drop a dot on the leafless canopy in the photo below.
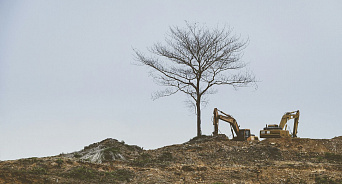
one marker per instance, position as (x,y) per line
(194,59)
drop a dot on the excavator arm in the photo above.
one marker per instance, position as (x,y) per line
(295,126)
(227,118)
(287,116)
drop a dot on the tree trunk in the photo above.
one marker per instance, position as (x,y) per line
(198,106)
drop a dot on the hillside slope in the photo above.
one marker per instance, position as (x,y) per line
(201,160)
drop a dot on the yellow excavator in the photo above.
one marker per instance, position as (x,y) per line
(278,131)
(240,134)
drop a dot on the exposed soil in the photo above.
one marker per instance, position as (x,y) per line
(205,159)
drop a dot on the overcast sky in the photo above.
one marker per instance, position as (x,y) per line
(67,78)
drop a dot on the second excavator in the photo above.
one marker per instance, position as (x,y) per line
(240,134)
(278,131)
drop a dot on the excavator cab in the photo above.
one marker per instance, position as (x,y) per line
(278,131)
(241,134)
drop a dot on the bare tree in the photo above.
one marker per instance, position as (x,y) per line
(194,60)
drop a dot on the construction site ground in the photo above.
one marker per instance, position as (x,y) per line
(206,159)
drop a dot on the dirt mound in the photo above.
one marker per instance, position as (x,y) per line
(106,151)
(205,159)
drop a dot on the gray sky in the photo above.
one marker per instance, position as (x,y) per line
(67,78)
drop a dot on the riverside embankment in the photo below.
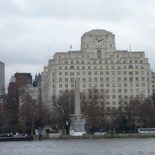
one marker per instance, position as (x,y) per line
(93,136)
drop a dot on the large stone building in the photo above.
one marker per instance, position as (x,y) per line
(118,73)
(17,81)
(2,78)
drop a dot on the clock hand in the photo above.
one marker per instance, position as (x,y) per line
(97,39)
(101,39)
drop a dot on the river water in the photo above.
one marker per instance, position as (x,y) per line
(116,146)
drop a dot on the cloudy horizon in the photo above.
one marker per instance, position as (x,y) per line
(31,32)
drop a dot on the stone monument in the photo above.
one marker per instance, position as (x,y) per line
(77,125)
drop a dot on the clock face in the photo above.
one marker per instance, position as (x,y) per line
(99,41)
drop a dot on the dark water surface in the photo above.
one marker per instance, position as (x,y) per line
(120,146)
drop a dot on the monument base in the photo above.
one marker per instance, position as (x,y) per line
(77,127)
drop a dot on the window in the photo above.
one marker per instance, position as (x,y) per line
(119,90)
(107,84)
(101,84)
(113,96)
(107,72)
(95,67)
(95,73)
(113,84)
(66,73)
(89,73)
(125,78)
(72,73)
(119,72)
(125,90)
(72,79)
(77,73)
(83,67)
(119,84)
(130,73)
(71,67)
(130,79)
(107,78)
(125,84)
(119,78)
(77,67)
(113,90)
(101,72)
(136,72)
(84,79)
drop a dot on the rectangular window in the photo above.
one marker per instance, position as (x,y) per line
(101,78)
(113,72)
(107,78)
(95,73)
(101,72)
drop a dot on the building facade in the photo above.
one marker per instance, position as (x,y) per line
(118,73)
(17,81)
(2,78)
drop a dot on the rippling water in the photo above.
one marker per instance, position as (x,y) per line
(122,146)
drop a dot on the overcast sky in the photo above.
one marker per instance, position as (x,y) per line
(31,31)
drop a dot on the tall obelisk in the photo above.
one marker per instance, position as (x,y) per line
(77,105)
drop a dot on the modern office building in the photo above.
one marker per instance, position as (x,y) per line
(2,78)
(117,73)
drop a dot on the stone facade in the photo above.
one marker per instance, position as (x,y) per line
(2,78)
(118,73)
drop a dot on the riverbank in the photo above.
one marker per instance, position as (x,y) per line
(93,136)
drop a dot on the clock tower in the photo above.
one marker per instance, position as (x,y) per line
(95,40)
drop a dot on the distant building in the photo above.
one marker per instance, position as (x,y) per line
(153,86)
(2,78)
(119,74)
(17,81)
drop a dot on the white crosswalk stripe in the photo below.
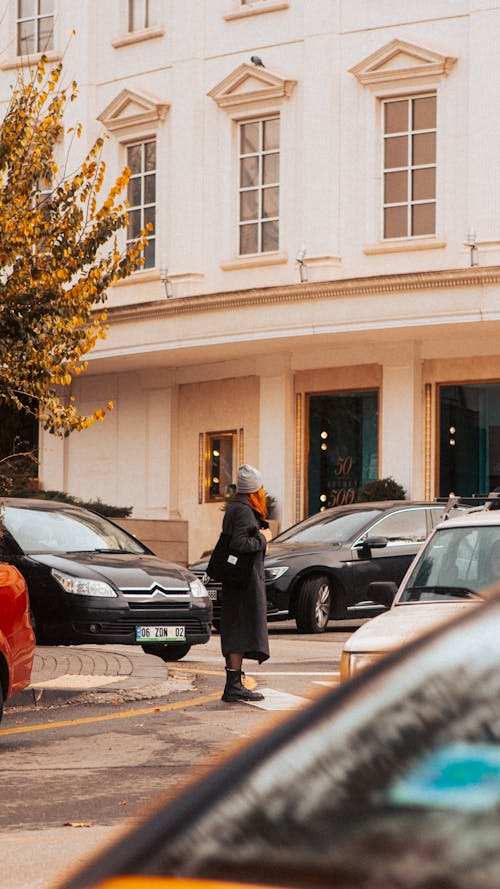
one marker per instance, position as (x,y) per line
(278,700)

════════

_Problem description_.
Copy all of the material above word for word, and leave the pictures out of your copy.

_Answer to the problem_.
drop a dot on the leafless canopy in the photo below.
one marker per instance, position as (x,y) per line
(194,59)
drop a dot on the excavator arm in the photo above.
one marker per instance, position as (x,y) per line
(295,126)
(227,118)
(287,116)
drop a dot on the tree trunk in the photo above.
one marker per instance, position as (x,y) per line
(198,106)
drop a dot on the hillside slope in the photo above.
one marker per instance, position as (x,y) per line
(201,160)
drop a dot on the yellow excavator in the photo above.
one marker per instance, position as (x,y) per line
(278,131)
(240,134)
drop a dot on the exposed soil in the photo above.
one marker per instance, position as (x,y) per line
(205,159)
drop a dot on the overcast sky in the photo above.
one marker per instance, position as (x,y) per line
(67,78)
drop a dot on the second excavator in the photo above.
one marker per instance, position as (x,y) per line
(240,134)
(278,131)
drop a dot on the excavator cab in the photo above.
one marker per instance, position as (x,y) per line
(278,131)
(241,134)
drop a dot on the bare tree in the photo above.
one marker per instance, position as (x,y) per line
(194,60)
drop a dot on the construction site ground in the photo above.
one marker per instance, position as (x,y) per line
(206,159)
drop a dot on the dirt mound in the photo above.
one marker per instance, position as (x,y) per line
(106,151)
(205,159)
drop a dot on the gray sky in the photo above.
one marker per instance, position as (x,y) per line
(67,78)
drop a dot on the riverside embankment in the photo below.
one marker per instance, position as (x,y) per line
(93,136)
drop a dot on the large stone building in the photo above.
one marker per instance, position as (x,y) per line
(118,73)
(17,81)
(2,78)
drop a dot on the clock hand in the photo above.
one marker per instance, position as (x,y) per line
(97,39)
(101,39)
drop a dot on the river water in the photo above.
one marker per instance, position as (x,y) per line
(116,146)
drop a dot on the cloudy horizon in the photo above.
one marker per instance, position as (x,y) per line
(31,32)
drop a dot on the stone monument in the photo above.
one marker per instance, position as (x,y) per line
(77,125)
drop a dot on the clock face in the photo above.
one marker per instance, position as (x,y) per line
(99,41)
drop a dot on the dark water surface in the photo above.
one marker per instance, position as (x,y) per line
(120,146)
drop a dot on the monument base in the photo above.
one marker per instance, position as (x,y) per line
(77,127)
drop a dot on the window in the photo above.
one marker per instance, position as (x,y) per line
(119,90)
(107,84)
(101,84)
(113,96)
(107,72)
(95,67)
(95,73)
(113,84)
(66,73)
(89,73)
(125,78)
(72,73)
(119,72)
(125,90)
(72,79)
(77,73)
(83,67)
(119,84)
(130,73)
(71,67)
(130,79)
(107,78)
(125,84)
(119,78)
(77,67)
(113,90)
(101,72)
(136,72)
(84,79)
drop a dot on the rectangular window in the photo above.
one marker per instance, position as (x,y) per line
(101,78)
(113,72)
(107,78)
(95,73)
(101,72)
drop a dot on the building facade in the photo above.
one marker per instance, position as (x,y) per line
(118,73)
(17,81)
(2,78)
drop a dot on the rippling water in the photo above.
one marker per instance, position as (x,y) per line
(122,146)
drop a dot on the overcast sky in the photo above.
one marker per instance, position as (x,y) per line
(31,31)
drop a dot on the tall obelisk in the photo above.
one marker per instance, position as (x,y) per line
(77,105)
drop a dot on the modern office building in the photo above.
one marker per instance, position as (x,y) per line
(2,78)
(117,73)
drop a dot on the stone facade in the photo above.
one marker per instance, position as (x,y) per line
(2,78)
(118,73)
drop a dot on the riverbank in the photo above.
one marker per instance, position as (x,y) per line
(93,136)
drop a dot on the clock tower in the photo above.
one marker per instance, position as (x,y) per line
(95,40)
drop a dot on the distant building in the photo above.
one marker per instance, position as (x,y) per line
(153,86)
(2,78)
(119,74)
(17,81)
drop a dot on the white crosswalk stripe in the photo below.
one marker per instance, position as (x,y) per line
(278,700)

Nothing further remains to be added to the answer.